Original comment by boxe...@gmail.com on 17 Sep 2014 at 2:24

GoogleCodeExporter commented 8 years ago
Aaron,

Do you know if he was using multi-component images or not ?
From a quick-review of your patch, I'd say that DWT shall be 3 times faster on 
RGB images.
For T1 part, t1 is allocated/freed for each block. Allocation functions are 
blocking and might be a bottleneck here. You shall allocate NUM_CORES t1 before 
the loop & release them after the loop. You can access the proper t1 object in 
the loop using omp_get_thread_num()

Just a feeling reading your patch.

Original comment by m.darb...@gmail.com on 18 Sep 2014 at 10:23

GoogleCodeExporter commented 8 years ago
Hi Matthieu,

Thanks for taking a look. You're right about the DWT, but this is just a small 
fraction of total encoding time. Interesting hypothesis about allocation 
functions blocking. I tried moving the allocation out of the omp loop, and it 
was actually slower. However, I think we will need to do this anyways in order 
to return OPJ_FALSE if allocation fails. Unless there is a way of handling a 
callback in an OMP thread and aborting the loop. 

Anyways, on my core i7 3770 with windows 7 and visual studio 2012 in release 
mode, I verified that OMP encode is 40% faster than current trunk. So, I think 
this is worth doing.  The largest benefit of OMP is for decoding single images 
with many tiles. For encoding a stream of images, it is faster and easier to 
just launch multiple threads, and let the OS schedule work on multiple cores.

Original comment by boxe...@gmail.com on 18 Sep 2014 at 3:00

GoogleCodeExporter commented 8 years ago
Hi Aaron,

I did some quick tests with Y8 image encoding on a core i7 4770, win 7, vc10 
x86 (So I only modified t1_encode_cblks).
Using your patch (which I think leaks 1 t1 object per block if I'm not 
mistaken, but this must corrected on github I suppose), encoding is 35% faster.
Using allocation outside of the loop is 30% faster (between the 2, inside 
allocation is roughly 8% faster which I found weird).

I made a quick tweak to both solutions adding scheduling (dynamic) chunk size 
of 4. This lead to 40% and 38% faster.
I'll have to check this on linux/macos some day but other things to do right 
now. This test was quick enough to be done right away.

Regarding breaking from OpenMP loop, it's not possible but can be easily (but 
maybe at a performance cost TBD) worked around using a volatile variable or omp 
flush to check in the loop if something shall be done. This does not break the 
loop but make it "empty".

(Dataset extract):
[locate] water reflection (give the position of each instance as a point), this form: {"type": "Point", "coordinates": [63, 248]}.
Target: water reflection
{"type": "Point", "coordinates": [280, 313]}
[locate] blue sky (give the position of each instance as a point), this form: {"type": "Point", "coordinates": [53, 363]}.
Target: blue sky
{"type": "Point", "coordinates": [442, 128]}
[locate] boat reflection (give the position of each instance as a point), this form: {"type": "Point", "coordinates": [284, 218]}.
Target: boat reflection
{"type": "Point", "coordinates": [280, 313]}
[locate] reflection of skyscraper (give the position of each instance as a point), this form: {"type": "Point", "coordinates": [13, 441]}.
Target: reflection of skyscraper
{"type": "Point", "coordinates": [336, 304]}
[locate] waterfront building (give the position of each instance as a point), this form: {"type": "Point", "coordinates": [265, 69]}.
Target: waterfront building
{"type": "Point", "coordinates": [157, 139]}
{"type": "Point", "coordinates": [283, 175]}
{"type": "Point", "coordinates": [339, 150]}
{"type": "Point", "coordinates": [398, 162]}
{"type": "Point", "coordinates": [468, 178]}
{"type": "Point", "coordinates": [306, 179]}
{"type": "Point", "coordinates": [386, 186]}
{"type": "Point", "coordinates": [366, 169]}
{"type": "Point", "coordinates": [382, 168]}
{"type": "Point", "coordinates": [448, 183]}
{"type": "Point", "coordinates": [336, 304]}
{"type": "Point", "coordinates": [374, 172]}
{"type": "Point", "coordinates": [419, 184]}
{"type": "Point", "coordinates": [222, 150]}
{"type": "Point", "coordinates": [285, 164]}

(Stated task 1): In the OpenMP encoding thread, what chunk size was used when dynamic scheduling was added?
(Stated task 2): From the OpenMP encoding thread, pull out the passage starting with "I made a quick" and going on through "done right away.".
(Stated task 3): Extend the OpenMP encoding thread, picking up right after its last sentence.

(Reply 1): A chunk size of 4.

(Reply 2):
I made a quick tweak to both solutions adding scheduling (dynamic) chunk size 
of 4. This lead to 40% and 38% faster.
I'll have to check this on linux/macos some day but other things to do right 
now. This test was quick enough to be done right away.

(Reply 3):
Original comment by m.darb...@gmail.com on 19 Sep 2014 at 11:29

GoogleCodeExporter commented 8 years ago
Hi Matthieu, Aaron,

Is there an updated patch to test (compared to comment #c3 above) ?

I test the provided patch (but had to add a line in CMakeLists.txt to link 
against libgomp) and obtained encoding 40% faster and decoding 16% faster on a 
win7 Core i7, MinGW (but NUM_CORES set to 4)

By the way, is there any way to add openmp support in visual studio express ? I 
did not find one and can therefore only test openmp with MinGW.

Cheers

Original comment by antonin on 19 Sep 2014 at 2:20

GoogleCodeExporter commented 8 years ago

Original comment by antonin on 19 Sep 2014 at 2:20

GoogleCodeExporter commented 8 years ago
Matthieu - thanks for looking at this.  I tried scheduling chunks of four, but 
it got slower - perhaps I was doing it wrong. Would you be able to send me a 
diff of the changes you made?

Antonin - I just pushed a change that fixes the memory leak, and also handles 
out of memory situation (by simply cleaning up and continuing in the loop.  Can 
you check out my github branch?  
https://github.com/OpenJPEG/openjpeg/tree/openmp

Otherwise, I can submit a patch....

Original comment by boxe...@gmail.com on 19 Sep 2014 at 4:07

GoogleCodeExporter commented 8 years ago
Aaron,

I did not keep my modifications. It was only a simple try out.
I'll try to get another look before the end of the week.

Original comment by m.darb...@gmail.com on 30 Sep 2014 at 9:22

GoogleCodeExporter commented 8 years ago
Thanks, Matthieu. I wouldn't spend too much time worrying
about these optimizations at this point.  Just need to get
existing code merged in. 

Original comment by boxe...@gmail.com on 1 Oct 2014 at 1:06

GoogleCodeExporter commented 8 years ago
[deleted comment]
GoogleCodeExporter commented 8 years ago
Per Aaron's request, here are my results testing OpenMP on a quad-core CPU 
using Ubuntu Linux and gcc with -O3 compilation: 
~.24 and ~.18 seconds for compress/decompress for the trunk and ~.33/~.28 for 
OpenMP branch (using a 769kB RGB image attached)

Changes to compile: 
CMakeLists.txt file, I had to change line 24 to: project(${OPENJPEG_NAMESPACE} 
C CXX)
CMake flags: sudo cmake -DBUILD_WITH_OPENMP="ON" -DCMAKE_C_FLAGS="-O3 -fopenmp" 
-DCMAKE_CXX_FLAGS="-O3 -fopenmp" .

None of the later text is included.